*EXTRACTED ENTRIES*:

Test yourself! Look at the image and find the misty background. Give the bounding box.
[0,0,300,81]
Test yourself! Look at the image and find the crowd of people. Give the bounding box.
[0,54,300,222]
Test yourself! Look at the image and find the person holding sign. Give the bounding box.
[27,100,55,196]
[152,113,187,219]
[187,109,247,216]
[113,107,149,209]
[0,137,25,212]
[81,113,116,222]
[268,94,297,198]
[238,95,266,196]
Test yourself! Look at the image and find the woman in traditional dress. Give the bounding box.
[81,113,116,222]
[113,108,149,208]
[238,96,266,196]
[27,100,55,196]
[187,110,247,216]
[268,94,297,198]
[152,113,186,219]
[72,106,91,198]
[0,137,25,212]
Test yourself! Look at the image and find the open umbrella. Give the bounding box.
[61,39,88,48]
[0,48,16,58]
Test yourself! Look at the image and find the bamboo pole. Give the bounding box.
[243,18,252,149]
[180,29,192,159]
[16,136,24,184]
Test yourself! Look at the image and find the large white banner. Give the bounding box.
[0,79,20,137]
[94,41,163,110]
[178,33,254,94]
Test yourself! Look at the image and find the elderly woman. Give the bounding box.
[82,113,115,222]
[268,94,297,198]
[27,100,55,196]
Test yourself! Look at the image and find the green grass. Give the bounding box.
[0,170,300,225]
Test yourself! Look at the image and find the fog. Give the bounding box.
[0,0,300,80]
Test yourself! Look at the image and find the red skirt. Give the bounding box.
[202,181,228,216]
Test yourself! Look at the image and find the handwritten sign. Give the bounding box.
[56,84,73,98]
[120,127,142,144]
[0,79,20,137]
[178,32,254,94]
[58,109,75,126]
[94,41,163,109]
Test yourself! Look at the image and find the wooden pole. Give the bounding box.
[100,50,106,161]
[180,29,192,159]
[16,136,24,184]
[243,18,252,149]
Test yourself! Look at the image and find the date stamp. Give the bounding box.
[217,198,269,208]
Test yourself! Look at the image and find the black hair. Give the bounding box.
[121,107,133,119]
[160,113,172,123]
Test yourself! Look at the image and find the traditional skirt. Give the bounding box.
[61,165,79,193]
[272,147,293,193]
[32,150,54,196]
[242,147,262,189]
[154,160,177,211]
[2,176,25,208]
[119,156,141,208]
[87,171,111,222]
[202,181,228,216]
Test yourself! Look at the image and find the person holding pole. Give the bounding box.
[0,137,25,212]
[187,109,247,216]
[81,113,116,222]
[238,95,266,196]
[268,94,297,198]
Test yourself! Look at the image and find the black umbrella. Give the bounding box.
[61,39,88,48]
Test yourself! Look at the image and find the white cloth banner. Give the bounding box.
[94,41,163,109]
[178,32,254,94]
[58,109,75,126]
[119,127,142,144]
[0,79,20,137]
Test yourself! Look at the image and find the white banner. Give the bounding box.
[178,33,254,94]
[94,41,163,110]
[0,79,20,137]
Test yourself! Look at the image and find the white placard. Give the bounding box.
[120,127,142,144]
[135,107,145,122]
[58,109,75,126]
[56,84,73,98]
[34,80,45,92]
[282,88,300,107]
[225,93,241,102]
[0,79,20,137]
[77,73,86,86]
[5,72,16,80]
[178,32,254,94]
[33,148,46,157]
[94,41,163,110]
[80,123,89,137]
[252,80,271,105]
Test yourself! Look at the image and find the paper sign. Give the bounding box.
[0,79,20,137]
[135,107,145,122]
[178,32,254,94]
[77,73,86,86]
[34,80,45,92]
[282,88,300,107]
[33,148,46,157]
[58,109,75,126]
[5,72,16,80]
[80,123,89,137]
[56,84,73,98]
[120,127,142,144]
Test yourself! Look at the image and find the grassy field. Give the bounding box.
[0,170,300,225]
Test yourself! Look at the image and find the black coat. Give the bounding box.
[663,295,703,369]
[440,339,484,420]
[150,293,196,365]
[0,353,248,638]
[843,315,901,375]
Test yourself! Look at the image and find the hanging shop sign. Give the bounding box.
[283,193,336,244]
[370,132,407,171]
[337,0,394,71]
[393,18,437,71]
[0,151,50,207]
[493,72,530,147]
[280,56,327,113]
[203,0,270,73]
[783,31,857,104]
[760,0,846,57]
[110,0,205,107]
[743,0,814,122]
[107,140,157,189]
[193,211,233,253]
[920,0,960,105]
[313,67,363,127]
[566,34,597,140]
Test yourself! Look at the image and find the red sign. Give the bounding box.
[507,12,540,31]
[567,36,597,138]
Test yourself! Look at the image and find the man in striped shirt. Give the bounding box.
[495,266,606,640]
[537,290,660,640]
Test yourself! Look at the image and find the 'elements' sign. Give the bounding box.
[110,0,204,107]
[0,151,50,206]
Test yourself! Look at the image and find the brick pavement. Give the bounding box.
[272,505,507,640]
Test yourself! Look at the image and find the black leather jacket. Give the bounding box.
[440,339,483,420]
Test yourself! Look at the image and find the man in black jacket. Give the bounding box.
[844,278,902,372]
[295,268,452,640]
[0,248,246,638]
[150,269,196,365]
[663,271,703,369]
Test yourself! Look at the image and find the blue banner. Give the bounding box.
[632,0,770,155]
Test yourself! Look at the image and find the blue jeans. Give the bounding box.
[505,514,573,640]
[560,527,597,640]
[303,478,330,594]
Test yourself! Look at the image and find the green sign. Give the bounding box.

*WHAT THE EXERCISE ASKS*:
Rewrite every item above, replacing "bounding box" with "enclosing box" and leaving everything else unchanged.

*EXPECTED ANSWER*:
Test yourself! Look at the image and find the misty background. Give the enclosing box.
[0,0,300,81]
Test yourself! Look at the image and find the crowd of people. Give the enclosing box.
[0,54,300,222]
Test yourself! Look at the image and find the person holding sign. Give the enclosing box.
[27,100,55,196]
[152,113,187,219]
[187,109,247,216]
[113,107,149,209]
[0,137,25,212]
[81,113,116,222]
[268,94,297,198]
[238,95,266,196]
Test yourself! Look at the image and find the woman in traditional dress. Give the enclosing box.
[81,113,116,222]
[113,108,149,208]
[238,96,266,196]
[27,100,55,196]
[187,110,247,216]
[268,94,297,198]
[152,113,186,219]
[72,106,91,198]
[0,137,25,212]
Test yourself! Look at the image and find the open umbrella. Give the enclosing box.
[61,39,88,48]
[0,48,16,58]
Test yourself! Look at the image and find the bamboo pole. Give the enclosing box.
[243,18,252,149]
[180,29,192,159]
[16,136,24,184]
Test yourself! Look at the image and find the large white banner. Give the enclosing box.
[0,79,20,137]
[94,41,163,110]
[178,33,254,94]
Test yourself! Look at the image and find the elderly woman. Give the enclosing box.
[82,113,115,222]
[268,94,297,198]
[27,100,55,196]
Test yourself! Look at the image and find the green grass. Give the enclosing box.
[0,170,300,225]
Test yourself! Look at the image and find the fog. Give the enclosing box.
[0,0,300,80]
Test yourself! Look at the image and find the red skirt. Give the enclosing box.
[202,181,228,216]
Test yourself! Look at the image and find the handwritten sign. Give the enclosing box.
[56,84,73,98]
[120,127,142,144]
[0,79,20,137]
[178,32,254,94]
[58,109,75,126]
[94,41,163,109]
Test yourself! Look at the image and find the wooden pole. Give the enclosing box.
[100,50,106,161]
[180,29,192,159]
[16,136,24,184]
[243,18,252,149]
Test yourself! Look at the image and find the date stamp. Give the enclosing box.
[217,198,269,208]
Test yourself! Look at the image and find the black hair. Give the enclosing box.
[121,107,133,119]
[160,113,172,123]
Test yourself! Look at the image and find the traditional skirt. Give the enclosing box.
[61,165,79,193]
[272,147,293,193]
[32,150,54,196]
[242,147,262,189]
[154,160,177,211]
[2,176,25,208]
[119,156,141,208]
[87,171,111,222]
[202,181,228,216]
Test yourself! Look at the image and find the person holding pole. Give the enclosing box.
[0,137,25,212]
[187,109,247,216]
[81,113,116,222]
[238,95,266,196]
[268,94,297,198]
Test yourself! Look at the image and find the black umbrella. Give the enclosing box.
[61,39,88,48]
Test yourself! Look at the image and find the white cloth banner. Give the enclosing box.
[94,41,163,109]
[178,32,254,94]
[58,109,75,126]
[119,127,142,144]
[0,79,20,137]
Test yourself! Look at the image and find the white banner. Give the enclosing box.
[178,33,254,94]
[94,41,163,110]
[0,79,20,137]
Test yourself! Look at the image and find the white placard. Give the enclosing box.
[120,127,142,144]
[135,107,145,122]
[58,109,75,126]
[56,84,73,98]
[34,80,45,92]
[282,88,300,107]
[225,93,241,102]
[0,79,20,137]
[77,73,86,86]
[5,72,16,80]
[178,32,254,94]
[33,148,46,157]
[94,41,163,110]
[80,123,89,137]
[252,80,271,105]
Test yourself! Look at the image and find the paper sign. Give the enclosing box.
[0,79,20,137]
[135,107,145,122]
[178,32,254,94]
[77,73,86,86]
[34,80,45,92]
[282,88,300,107]
[33,148,46,157]
[58,109,75,126]
[5,72,16,80]
[80,123,89,137]
[56,84,73,98]
[120,127,142,144]
Test yourself! Look at the image and find the grassy field. Give the enclosing box.
[0,170,300,225]
Test yourself! Look at the image and find the black coat. Give the enclosing box.
[663,295,703,369]
[440,339,484,420]
[150,293,196,365]
[0,353,248,638]
[843,315,901,375]
Test yourself! Look at the image and find the hanging shop sign. Give the enclosing box.
[283,193,336,244]
[370,132,407,171]
[337,0,394,71]
[393,18,437,71]
[0,151,50,207]
[493,72,530,147]
[280,56,327,113]
[203,0,270,73]
[783,31,857,104]
[760,0,846,57]
[110,0,205,107]
[743,0,814,122]
[107,140,157,189]
[193,211,233,253]
[920,0,960,105]
[313,67,363,127]
[566,34,597,140]
Test yourself! Look at the image and find the red sign. Give the enclosing box.
[507,12,540,31]
[567,36,597,138]
Test yourself! Look at the image and find the man in striped shirt. Give the enclosing box.
[495,266,606,640]
[537,290,660,640]
Test yourself! Look at the image and find the 'elements' sign. Give the enclosing box.
[110,0,204,107]
[0,151,50,206]
Test yourself! Look at the image and find the brick pavement. Give the enclosing box.
[272,505,507,640]
Test yourself! Look at the image and find the black leather jacket. Give the enclosing box.
[440,339,483,420]
Test yourself! Look at the image and find the man in black jacket. Give the enclosing box.
[844,278,902,372]
[295,268,452,640]
[0,248,246,638]
[150,269,196,365]
[663,271,703,369]
Test yourself! Look at the image and find the blue banner. Give the enclosing box.
[632,0,770,155]
Test yourself! Look at the image and find the blue jeans. Give the enclosing box.
[505,514,573,640]
[560,527,597,640]
[303,478,330,594]
Test yourself! Look at the image and find the green sign. Give the enclosing box.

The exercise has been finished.